◆ **Provided data**
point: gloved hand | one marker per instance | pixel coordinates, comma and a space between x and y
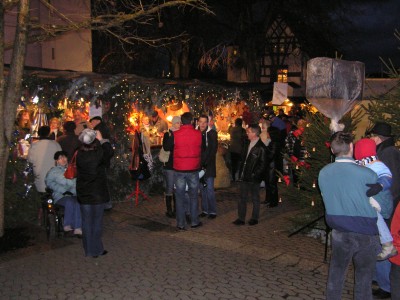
374, 188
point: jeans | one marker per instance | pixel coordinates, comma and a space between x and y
72, 211
92, 228
384, 233
235, 163
395, 279
362, 250
208, 204
168, 182
246, 188
191, 179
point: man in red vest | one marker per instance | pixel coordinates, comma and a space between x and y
186, 146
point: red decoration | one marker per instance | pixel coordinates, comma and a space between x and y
286, 179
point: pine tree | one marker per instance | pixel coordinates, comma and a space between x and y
305, 193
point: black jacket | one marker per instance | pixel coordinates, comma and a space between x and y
272, 155
209, 147
252, 168
91, 183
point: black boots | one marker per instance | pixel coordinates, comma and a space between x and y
168, 202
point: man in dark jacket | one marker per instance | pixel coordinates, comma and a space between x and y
387, 152
252, 172
186, 147
69, 142
208, 163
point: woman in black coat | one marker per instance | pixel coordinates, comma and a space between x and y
272, 160
92, 188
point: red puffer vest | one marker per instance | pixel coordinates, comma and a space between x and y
187, 149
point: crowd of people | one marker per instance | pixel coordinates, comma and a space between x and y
361, 192
85, 197
360, 189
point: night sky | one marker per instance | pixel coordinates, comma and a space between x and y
372, 35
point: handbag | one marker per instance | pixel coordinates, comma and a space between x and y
164, 155
71, 172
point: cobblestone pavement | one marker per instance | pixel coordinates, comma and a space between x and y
149, 259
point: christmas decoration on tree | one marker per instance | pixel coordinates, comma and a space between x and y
121, 96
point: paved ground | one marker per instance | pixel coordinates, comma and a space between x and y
149, 259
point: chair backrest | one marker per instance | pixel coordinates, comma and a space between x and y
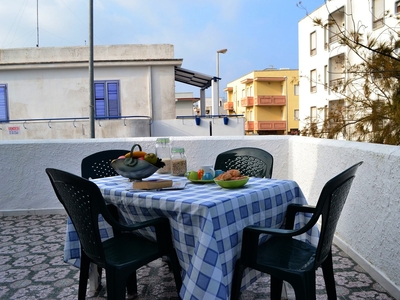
98, 165
83, 202
330, 204
249, 161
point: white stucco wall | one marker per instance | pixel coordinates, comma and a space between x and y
53, 83
369, 225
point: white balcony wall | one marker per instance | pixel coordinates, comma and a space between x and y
368, 228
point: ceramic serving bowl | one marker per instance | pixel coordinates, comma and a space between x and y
142, 169
232, 184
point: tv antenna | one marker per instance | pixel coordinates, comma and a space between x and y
37, 23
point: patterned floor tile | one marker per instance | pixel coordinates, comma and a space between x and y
32, 267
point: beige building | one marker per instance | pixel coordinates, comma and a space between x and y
46, 91
268, 99
45, 94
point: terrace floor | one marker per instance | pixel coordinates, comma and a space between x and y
32, 267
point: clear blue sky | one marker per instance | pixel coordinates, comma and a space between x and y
257, 33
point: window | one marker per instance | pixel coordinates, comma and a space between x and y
107, 98
296, 89
313, 113
326, 37
296, 115
3, 103
313, 81
378, 8
313, 43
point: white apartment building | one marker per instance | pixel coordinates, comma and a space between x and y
323, 61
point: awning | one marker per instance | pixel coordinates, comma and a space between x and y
193, 78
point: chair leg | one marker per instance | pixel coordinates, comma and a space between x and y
276, 288
116, 285
304, 286
329, 278
237, 280
176, 269
131, 284
83, 276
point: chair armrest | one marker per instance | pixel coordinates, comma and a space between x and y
293, 209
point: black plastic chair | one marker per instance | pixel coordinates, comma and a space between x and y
98, 165
289, 259
249, 161
120, 255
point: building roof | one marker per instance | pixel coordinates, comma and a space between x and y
193, 78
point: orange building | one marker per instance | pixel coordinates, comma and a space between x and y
268, 99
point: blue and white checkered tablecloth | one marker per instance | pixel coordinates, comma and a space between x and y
207, 222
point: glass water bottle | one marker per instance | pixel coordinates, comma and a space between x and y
178, 162
163, 151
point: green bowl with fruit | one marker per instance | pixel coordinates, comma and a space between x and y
137, 168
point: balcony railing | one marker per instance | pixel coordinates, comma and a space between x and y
249, 125
228, 106
264, 125
278, 100
308, 161
247, 101
270, 125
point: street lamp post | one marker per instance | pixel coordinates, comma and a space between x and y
222, 51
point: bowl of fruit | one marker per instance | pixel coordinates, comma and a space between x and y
138, 164
231, 179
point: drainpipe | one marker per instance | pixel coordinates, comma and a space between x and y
91, 71
150, 96
287, 107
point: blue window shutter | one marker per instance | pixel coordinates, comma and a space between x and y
107, 98
113, 110
3, 103
100, 104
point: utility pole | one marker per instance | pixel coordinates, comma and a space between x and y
91, 71
37, 23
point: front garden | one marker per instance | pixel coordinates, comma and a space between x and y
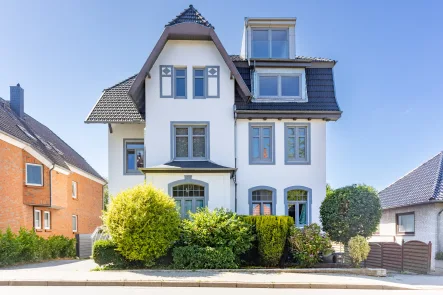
146, 231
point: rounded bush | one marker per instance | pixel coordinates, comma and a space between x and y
143, 222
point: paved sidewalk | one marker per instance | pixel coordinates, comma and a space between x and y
78, 272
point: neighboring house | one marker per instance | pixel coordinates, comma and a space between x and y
44, 183
244, 132
413, 207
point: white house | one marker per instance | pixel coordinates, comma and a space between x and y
245, 132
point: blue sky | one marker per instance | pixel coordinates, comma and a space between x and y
389, 80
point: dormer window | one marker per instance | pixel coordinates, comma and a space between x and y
270, 43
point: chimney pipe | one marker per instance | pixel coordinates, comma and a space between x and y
17, 100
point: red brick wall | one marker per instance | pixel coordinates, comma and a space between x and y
17, 199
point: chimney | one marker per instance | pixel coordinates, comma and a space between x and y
17, 100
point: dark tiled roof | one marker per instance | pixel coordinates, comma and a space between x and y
421, 185
190, 15
43, 139
116, 106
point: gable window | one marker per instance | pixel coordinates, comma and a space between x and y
270, 43
74, 223
191, 142
297, 144
34, 174
47, 220
37, 219
405, 223
188, 197
134, 155
261, 143
74, 190
279, 86
297, 206
180, 82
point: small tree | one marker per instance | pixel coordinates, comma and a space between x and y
358, 250
350, 211
143, 223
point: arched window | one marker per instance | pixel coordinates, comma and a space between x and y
298, 206
262, 201
188, 197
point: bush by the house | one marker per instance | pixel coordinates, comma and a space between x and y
350, 211
271, 233
27, 246
195, 257
358, 250
307, 244
143, 223
217, 229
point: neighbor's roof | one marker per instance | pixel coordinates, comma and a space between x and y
41, 139
423, 184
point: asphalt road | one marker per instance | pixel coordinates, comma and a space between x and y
189, 291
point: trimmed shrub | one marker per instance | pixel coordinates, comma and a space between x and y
307, 244
272, 233
350, 211
217, 229
358, 250
195, 257
143, 223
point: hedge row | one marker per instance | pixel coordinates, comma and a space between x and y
27, 246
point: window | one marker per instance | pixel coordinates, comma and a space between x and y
47, 220
180, 82
199, 83
188, 197
191, 142
270, 43
297, 206
74, 190
406, 223
297, 143
279, 86
261, 143
262, 202
37, 219
134, 156
74, 223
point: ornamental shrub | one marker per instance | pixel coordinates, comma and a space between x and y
307, 244
143, 222
272, 233
358, 250
196, 257
350, 211
218, 229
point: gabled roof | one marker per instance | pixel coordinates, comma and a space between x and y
42, 139
190, 15
422, 185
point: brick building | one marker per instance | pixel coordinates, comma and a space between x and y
44, 183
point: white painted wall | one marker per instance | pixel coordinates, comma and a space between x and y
281, 176
117, 180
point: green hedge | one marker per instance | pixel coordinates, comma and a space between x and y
27, 246
272, 234
195, 257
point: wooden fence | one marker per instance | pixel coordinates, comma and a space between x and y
412, 256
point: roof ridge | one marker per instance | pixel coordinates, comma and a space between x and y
416, 168
121, 82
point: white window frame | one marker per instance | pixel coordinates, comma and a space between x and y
47, 226
39, 214
279, 95
26, 176
76, 223
74, 189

◆ **Problem**
Starting at the line that contains "point: roof ridge" and ending at the end of the records, write those lines out again, including the lines that ask for points. Multiply every coordinate in the answers by 0.9 and round it to a whole number, with halves rounding up.

◆ **Worked solution**
point: roof ridge | one marker per instance | pixel coordinates, comma and a space between x and y
374, 151
109, 74
point: white window frame | one marker per instance | pixel coordinates, comma and a space between x and y
42, 203
35, 193
251, 86
23, 158
68, 201
67, 170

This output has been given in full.